## DATA FOR REVIEW:
--------------------------------------------------
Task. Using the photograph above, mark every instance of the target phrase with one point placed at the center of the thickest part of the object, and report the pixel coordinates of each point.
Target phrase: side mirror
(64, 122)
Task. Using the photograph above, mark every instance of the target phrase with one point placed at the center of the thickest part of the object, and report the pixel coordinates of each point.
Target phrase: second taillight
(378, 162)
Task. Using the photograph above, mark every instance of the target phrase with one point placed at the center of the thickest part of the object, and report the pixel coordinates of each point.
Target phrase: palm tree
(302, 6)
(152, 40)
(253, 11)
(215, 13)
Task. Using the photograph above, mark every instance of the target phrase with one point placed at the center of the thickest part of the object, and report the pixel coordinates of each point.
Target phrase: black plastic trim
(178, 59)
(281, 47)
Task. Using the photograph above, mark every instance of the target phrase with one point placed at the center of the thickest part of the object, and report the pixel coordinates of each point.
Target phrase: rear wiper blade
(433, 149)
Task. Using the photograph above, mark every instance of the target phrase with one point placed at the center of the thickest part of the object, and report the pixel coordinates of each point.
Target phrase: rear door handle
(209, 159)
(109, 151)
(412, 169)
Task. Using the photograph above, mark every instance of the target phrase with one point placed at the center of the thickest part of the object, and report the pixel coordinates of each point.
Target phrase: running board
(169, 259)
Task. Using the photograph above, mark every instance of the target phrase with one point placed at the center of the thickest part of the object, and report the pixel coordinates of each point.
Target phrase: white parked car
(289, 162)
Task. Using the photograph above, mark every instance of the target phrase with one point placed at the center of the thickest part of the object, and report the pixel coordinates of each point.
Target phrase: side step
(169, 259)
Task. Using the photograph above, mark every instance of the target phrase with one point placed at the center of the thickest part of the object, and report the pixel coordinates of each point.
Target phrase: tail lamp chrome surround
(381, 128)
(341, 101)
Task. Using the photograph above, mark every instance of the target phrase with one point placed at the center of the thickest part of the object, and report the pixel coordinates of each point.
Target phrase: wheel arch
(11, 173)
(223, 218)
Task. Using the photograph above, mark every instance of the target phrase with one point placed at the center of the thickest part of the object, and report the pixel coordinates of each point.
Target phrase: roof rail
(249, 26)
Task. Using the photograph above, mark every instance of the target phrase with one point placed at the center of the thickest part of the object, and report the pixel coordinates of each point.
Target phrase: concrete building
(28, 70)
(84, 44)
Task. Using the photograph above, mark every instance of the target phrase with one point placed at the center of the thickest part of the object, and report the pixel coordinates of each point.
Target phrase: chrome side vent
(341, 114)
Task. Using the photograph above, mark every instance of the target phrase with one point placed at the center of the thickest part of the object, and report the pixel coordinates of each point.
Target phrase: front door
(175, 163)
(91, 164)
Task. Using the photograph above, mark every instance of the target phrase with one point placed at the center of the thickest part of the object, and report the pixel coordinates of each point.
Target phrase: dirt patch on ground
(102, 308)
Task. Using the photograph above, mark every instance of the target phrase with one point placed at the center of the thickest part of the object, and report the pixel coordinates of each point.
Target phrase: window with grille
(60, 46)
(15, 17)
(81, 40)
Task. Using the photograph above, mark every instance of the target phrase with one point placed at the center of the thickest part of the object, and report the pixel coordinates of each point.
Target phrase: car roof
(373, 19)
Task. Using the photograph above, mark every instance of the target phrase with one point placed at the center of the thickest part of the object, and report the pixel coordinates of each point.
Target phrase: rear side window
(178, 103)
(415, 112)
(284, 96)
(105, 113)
--------------------------------------------------
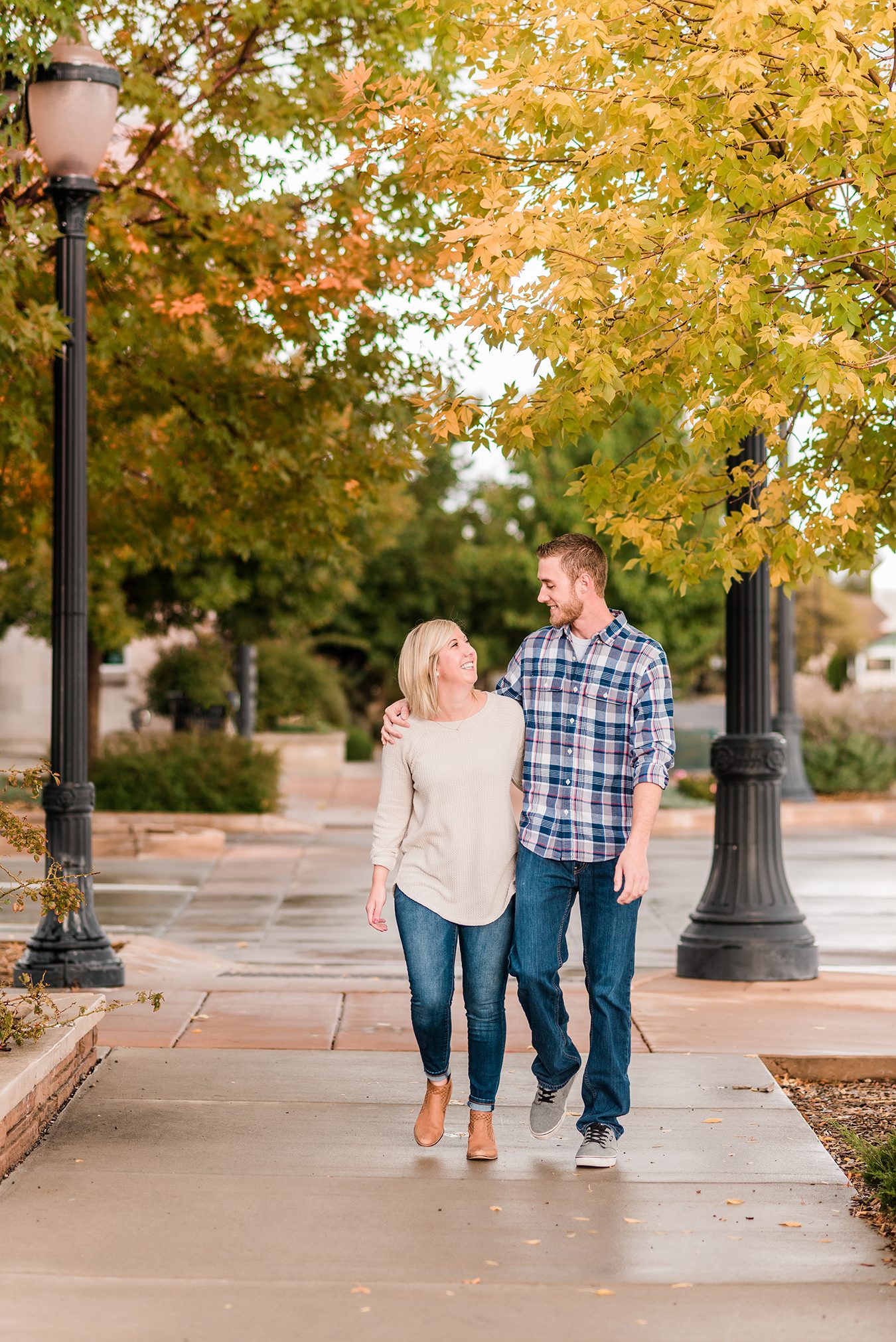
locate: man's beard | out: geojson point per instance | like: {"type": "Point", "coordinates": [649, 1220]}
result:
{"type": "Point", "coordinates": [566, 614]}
--------------------------------------------------
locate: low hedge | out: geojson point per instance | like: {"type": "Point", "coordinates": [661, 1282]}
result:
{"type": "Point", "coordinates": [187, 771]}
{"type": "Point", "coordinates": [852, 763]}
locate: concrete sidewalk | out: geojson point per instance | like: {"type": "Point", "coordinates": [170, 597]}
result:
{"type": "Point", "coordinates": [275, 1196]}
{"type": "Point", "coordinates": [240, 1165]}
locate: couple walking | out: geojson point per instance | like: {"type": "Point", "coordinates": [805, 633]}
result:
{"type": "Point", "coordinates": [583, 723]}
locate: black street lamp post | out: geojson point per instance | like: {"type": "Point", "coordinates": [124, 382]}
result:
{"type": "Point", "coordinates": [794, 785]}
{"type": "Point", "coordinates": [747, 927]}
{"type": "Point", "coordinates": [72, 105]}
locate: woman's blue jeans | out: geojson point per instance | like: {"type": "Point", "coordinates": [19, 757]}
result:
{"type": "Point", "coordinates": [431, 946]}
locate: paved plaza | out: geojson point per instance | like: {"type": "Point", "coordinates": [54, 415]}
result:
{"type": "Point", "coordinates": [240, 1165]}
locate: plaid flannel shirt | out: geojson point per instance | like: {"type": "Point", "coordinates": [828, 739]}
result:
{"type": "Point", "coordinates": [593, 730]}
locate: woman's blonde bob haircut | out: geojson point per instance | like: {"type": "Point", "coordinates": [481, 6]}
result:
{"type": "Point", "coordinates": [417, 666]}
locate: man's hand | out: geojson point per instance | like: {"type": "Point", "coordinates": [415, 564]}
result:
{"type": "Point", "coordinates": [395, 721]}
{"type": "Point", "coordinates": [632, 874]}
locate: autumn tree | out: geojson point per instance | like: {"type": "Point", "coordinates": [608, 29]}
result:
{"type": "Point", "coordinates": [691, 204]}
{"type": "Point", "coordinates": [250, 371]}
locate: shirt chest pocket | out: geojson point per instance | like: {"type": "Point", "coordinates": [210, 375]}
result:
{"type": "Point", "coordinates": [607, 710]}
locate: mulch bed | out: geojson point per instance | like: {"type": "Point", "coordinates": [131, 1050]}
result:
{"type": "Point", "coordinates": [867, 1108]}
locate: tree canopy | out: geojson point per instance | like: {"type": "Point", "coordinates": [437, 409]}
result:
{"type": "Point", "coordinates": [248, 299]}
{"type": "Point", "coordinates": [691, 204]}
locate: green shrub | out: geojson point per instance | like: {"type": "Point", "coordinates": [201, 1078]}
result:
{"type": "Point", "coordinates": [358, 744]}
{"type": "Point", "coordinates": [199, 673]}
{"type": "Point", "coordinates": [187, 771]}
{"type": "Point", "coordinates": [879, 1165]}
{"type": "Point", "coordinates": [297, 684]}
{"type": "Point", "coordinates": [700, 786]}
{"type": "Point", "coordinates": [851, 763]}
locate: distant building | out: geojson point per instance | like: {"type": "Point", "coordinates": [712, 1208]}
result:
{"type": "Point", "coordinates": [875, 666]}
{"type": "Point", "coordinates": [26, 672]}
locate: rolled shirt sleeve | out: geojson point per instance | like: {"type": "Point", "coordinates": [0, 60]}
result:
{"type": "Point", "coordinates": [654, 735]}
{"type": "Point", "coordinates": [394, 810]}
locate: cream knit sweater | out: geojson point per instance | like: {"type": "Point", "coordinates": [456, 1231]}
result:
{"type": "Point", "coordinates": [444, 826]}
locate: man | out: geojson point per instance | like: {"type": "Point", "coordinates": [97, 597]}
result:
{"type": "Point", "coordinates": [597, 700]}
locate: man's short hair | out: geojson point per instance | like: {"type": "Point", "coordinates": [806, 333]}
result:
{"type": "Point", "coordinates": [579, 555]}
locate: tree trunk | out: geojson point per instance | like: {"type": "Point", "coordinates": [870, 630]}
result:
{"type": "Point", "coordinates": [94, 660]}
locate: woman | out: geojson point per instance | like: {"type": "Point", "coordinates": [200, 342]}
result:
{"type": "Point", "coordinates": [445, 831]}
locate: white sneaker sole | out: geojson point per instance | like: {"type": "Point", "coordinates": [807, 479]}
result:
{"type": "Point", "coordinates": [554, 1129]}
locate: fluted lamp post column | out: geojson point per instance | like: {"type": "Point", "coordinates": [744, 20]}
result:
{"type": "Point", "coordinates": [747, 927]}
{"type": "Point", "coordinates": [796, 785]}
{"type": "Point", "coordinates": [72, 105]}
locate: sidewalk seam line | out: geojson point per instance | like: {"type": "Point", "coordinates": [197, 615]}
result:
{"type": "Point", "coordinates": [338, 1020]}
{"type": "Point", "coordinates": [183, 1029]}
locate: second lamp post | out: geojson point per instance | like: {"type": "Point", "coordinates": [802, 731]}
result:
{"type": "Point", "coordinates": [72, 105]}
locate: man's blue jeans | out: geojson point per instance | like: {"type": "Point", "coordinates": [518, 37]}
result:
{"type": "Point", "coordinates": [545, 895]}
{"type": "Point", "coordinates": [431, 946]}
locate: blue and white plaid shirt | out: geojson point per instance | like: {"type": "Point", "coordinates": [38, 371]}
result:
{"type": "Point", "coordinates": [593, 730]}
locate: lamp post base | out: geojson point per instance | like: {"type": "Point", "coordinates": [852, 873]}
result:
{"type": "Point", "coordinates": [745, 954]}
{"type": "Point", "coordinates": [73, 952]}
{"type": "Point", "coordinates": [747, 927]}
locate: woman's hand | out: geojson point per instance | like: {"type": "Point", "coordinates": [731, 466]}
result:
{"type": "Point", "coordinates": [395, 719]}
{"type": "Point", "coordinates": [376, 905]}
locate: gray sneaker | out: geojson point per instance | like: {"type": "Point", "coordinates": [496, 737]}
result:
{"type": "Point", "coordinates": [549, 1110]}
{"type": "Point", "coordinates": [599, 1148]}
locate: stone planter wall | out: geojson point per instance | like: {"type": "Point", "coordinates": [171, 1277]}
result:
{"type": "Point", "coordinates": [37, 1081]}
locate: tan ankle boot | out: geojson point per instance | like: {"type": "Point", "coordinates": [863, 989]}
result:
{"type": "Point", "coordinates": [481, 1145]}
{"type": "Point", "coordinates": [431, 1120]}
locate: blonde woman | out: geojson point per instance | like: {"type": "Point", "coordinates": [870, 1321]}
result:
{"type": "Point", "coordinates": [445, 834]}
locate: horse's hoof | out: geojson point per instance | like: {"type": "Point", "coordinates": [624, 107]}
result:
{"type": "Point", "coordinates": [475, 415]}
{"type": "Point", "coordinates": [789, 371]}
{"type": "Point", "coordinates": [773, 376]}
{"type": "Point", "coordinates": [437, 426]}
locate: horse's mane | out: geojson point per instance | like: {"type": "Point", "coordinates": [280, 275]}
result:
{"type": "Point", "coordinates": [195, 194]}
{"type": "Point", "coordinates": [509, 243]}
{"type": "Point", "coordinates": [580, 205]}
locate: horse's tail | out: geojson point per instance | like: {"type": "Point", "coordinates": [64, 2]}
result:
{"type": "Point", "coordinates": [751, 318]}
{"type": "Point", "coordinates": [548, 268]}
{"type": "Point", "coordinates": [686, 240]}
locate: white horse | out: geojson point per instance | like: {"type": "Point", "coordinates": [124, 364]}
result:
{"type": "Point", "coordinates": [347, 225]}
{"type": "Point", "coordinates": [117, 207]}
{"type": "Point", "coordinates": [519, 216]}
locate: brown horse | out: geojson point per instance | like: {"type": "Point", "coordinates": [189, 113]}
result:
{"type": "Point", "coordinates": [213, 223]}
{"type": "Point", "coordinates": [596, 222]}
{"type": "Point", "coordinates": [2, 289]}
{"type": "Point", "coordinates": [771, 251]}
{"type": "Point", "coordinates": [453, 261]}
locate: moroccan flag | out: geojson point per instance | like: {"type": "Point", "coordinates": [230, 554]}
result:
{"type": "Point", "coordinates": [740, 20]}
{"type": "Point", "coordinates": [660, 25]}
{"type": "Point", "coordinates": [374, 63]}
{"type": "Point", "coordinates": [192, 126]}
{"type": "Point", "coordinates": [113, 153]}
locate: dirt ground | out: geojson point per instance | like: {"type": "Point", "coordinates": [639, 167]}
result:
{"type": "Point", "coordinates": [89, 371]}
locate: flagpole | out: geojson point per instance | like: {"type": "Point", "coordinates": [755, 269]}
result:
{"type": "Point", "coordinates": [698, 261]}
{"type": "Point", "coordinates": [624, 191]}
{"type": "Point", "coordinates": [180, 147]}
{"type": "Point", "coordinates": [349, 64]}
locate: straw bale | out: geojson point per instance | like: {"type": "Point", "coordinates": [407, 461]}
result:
--------------------------------------------------
## PROMPT:
Return word for word the lines above from the line with "locate: blue and" to the line with "locate: woman's hand", including both and leaving out all others.

## SOLUTION BELOW:
locate: blue and white plaid shirt | out: geojson point per instance | like: {"type": "Point", "coordinates": [38, 371]}
result:
{"type": "Point", "coordinates": [593, 730]}
locate: lamp post base | out: geojson point per instance | like: {"type": "Point", "coordinates": [852, 873]}
result:
{"type": "Point", "coordinates": [745, 954]}
{"type": "Point", "coordinates": [73, 952]}
{"type": "Point", "coordinates": [747, 927]}
locate: woman's hand | out: geojson point per instance | like: {"type": "Point", "coordinates": [731, 466]}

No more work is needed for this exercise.